What needs to be done: Reproduce every one of the entries below verbatim, keeping each line unchanged and in its original order.

Records to use:
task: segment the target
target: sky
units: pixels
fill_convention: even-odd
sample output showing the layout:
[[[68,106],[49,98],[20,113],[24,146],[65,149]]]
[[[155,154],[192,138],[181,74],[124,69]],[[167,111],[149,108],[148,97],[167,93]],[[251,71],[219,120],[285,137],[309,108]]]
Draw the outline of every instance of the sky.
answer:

Correct answer:
task: segment the target
target: sky
units: pixels
fill_convention: even-odd
sample output showing the layout:
[[[68,106],[49,98],[20,113],[24,146],[65,149]]]
[[[155,154],[192,138],[181,74],[124,69]],[[167,111],[149,108],[148,97],[167,93]],[[251,71],[219,120],[285,137],[309,108]]]
Draw the outline of every instance of the sky.
answer:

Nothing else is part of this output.